### PROBLEM SET
1. Copy out, word for word, the stretch of the article on health risks at the 2026 World Cup from "This does not" through "needs to spread.".
2. Pick up the article on health risks at the 2026 World Cup where it stops, and write what comes next.

### SELECTED TEXT
•••••

Millions of football fans will put health systems through a global epidemiological stress test during the FIFA World Cup 2026, with measles, influenza, and Covid among the most immediate concerns. Held in the US, Canada, and Mexico, the World Cup is bringing together 48 national teams and millions of supporters. From a public health standpoint, it represents one of the largest experiments in global human mixing in recent years. Fans will arrive from every continent. Flights will land in rapid succession. Airports will swell with travellers, hotels and bars will reach capacity, and public transport networks will operate under sustained pressure for weeks.
This does not mean the tournament is destined to trigger a major epidemic. Historically, large sporting gatherings rarely produce sweeping outbreaks on their own, particularly in countries with strong health infrastructure. But they do create favourable conditions for the spread of certain pathogens: respiratory viruses that thrive in crowds; highly contagious infections such as measles; gastrointestinal illnesses like norovirus; sexually transmitted infections; and mosquito-borne diseases that may find a narrow opening to enter new regions.
The World Cup amplifies risks already circulating rather than creating danger out of thin air. Public health experts, therefore, focus less on whether a disease will reach the event and more on which one will arrive—and whether it will find the conditions it needs to spread.
Ebola and measles
Diseases that provoke the greatest public anxiety are often those with the most frightening reputations, foremost among them Ebola. With outbreaks in the Democratic Republic of Congo and Uganda involving the rare Bundibugyo strain, and France recording its first case, it is easy to imagine a dramatic scenario in which an infected traveller enters a packed stadium.

•••••

### THE DATA
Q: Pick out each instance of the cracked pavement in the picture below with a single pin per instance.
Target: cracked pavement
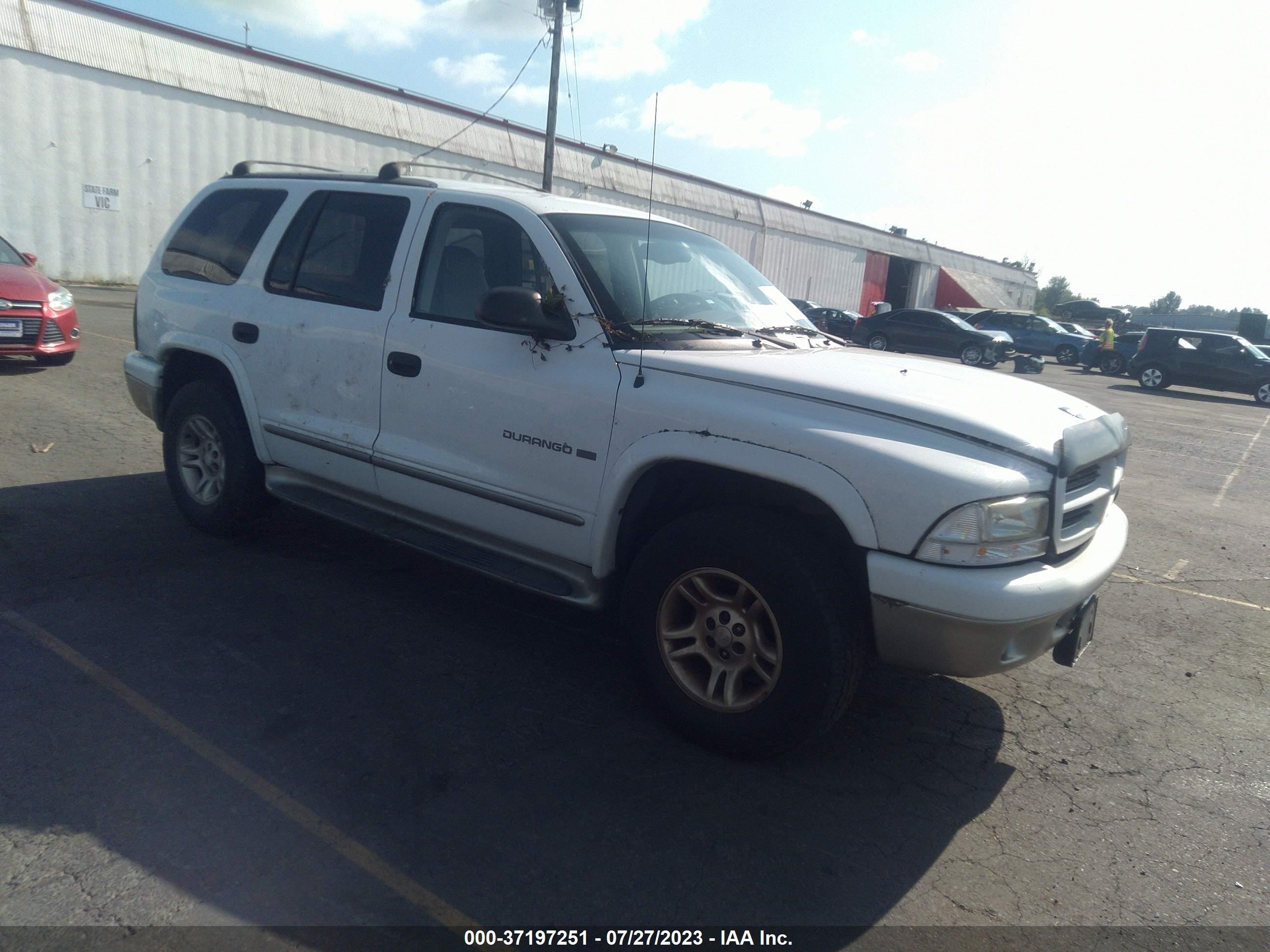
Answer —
(494, 748)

•••••

### RESPONSE LIST
1.
This does not mean the tournament is destined to trigger a major epidemic. Historically, large sporting gatherings rarely produce sweeping outbreaks on their own, particularly in countries with strong health infrastructure. But they do create favourable conditions for the spread of certain pathogens: respiratory viruses that thrive in crowds; highly contagious infections such as measles; gastrointestinal illnesses like norovirus; sexually transmitted infections; and mosquito-borne diseases that may find a narrow opening to enter new regions.
The World Cup amplifies risks already circulating rather than creating danger out of thin air. Public health experts, therefore, focus less on whether a disease will reach the event and more on which one will arrive—and whether it will find the conditions it needs to spread.

2.
Epidemiological analysis, however, is governed by transmission patterns and realistic probabilities, not fear. Ebola does not spread like influenza or measles. Sitting next to an infected person in the stands is not enough to transmit the virus. Transmission requires direct contact with the bodily fluids of a sick individual—such as blood, vomit, saliva, or other fluids. Infected people also generally do not become contagious before symptoms appear.
For this reason, the arrival of an imported case remains theoretically possible, but it is not the most likely scenario inside stadiums. If such a case occurs, the challenge will be rapid suspicion, isolation, and contact tracing, rather than preventing airborne spread among thousands of fans.

But while Ebola grabs the most headlines, measles is what genuinely worries many health experts. It is among the most contagious diseases, with a single infectious person in an airport, bar, fan zone, or partly enclosed stand potentially enough to place large numbers of unvaccinated people at risk. The situation is especially sensitive because the tournament will take place at a time when the US, Canada, and Mexico are seeing increases in measles cases amid declining or uneven vaccination rates in some communities.
Measles does not require prolonged close contact. The virus can remain suspended in the air after an infected person has left, making crowded, fast-moving spaces ideal for transmission. For this reason, measles is a direct test of community immunity, not merely individual immunity. If most attendees have received the MMR vaccine, chains of transmission can break quickly. If the virus enters pockets of low vaccination, a single case may grow into a chain of outbreaks.